▶ EXERCISE AIM: Only the lines below, from the one with "the window muntin" through the one with "the window casing", are to be written out, exactly.

[Items from a dataset]
:::

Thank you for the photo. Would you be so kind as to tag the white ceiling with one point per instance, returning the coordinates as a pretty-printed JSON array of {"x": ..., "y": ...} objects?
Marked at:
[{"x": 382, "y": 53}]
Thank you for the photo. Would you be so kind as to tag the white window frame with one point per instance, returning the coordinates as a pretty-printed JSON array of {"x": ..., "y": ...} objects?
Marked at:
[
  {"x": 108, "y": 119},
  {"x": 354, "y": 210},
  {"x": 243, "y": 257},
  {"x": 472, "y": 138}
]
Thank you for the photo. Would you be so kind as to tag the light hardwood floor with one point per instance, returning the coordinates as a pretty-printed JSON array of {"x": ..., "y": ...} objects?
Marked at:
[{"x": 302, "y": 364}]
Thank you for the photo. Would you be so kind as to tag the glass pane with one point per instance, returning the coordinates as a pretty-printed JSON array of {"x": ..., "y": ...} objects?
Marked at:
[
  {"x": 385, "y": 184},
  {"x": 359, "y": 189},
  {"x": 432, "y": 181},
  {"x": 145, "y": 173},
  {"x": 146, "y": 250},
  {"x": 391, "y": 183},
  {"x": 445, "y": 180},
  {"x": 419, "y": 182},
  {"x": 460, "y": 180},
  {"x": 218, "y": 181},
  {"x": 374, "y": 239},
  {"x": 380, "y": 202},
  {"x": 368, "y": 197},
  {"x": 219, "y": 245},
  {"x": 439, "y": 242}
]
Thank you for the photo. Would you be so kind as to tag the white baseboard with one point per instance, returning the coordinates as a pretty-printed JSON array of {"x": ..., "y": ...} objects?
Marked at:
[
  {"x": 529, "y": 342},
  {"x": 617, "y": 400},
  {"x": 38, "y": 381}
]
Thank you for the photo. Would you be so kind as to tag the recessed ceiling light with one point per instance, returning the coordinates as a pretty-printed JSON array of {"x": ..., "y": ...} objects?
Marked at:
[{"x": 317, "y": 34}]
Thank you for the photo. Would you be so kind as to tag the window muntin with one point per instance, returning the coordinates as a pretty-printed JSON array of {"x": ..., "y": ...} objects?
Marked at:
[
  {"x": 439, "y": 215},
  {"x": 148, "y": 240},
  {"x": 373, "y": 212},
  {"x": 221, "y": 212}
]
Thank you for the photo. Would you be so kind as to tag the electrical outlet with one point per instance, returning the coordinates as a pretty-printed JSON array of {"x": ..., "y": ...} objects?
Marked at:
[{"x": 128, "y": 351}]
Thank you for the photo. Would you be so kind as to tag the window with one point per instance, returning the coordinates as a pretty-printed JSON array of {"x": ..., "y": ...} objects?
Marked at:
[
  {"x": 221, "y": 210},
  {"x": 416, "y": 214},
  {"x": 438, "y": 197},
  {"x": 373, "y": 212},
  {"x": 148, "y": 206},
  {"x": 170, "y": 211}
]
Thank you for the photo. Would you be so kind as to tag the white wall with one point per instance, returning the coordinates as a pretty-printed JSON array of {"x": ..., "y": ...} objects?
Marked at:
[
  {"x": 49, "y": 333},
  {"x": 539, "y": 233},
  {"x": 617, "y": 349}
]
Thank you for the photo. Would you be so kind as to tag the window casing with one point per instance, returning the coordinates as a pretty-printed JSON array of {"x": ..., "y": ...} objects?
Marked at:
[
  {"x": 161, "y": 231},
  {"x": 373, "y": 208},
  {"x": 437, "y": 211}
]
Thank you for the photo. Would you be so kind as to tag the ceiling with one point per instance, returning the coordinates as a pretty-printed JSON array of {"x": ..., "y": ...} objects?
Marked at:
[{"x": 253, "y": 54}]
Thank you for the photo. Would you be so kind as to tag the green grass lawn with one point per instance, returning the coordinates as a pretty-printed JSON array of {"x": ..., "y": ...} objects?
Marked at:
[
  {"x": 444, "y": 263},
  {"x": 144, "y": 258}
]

:::

▶ OUTPUT FOR THIS TASK:
Thank you for the photo. Would you be so kind as to tag the window muntin with one point per instance, returning the coordinates as a pretty-printed JSON array of {"x": ..., "y": ...} objects?
Marked at:
[
  {"x": 439, "y": 215},
  {"x": 148, "y": 240},
  {"x": 373, "y": 212},
  {"x": 221, "y": 212}
]
Thank you for the photo. Would you be so kind as to tag the electrical outlet with one point per instance, returning the coordinates as a pretty-printed JSON array of {"x": ..., "y": ...} objects?
Marked at:
[{"x": 128, "y": 351}]
Thank you for the photo. Would you be so kind as to tag the window with one point per instance, returning the coordinates as a pretty-printed JSON array of {"x": ..., "y": ...} objects?
Marked at:
[
  {"x": 221, "y": 210},
  {"x": 416, "y": 214},
  {"x": 438, "y": 197},
  {"x": 373, "y": 212},
  {"x": 148, "y": 206},
  {"x": 170, "y": 211}
]
Thank you for the photo. Would you be so kind as to tag the white wall with one point per instance, returning the coordinates as a pretty-printed JSON array of {"x": ..., "y": ...} objects?
Marked at:
[
  {"x": 49, "y": 333},
  {"x": 539, "y": 233},
  {"x": 617, "y": 349}
]
Thank you for the photo. Would you be so kind as to tag the window casing with one point per instance, returning the coordinates as a pretty-printed JSON array of {"x": ..., "y": ...} objects?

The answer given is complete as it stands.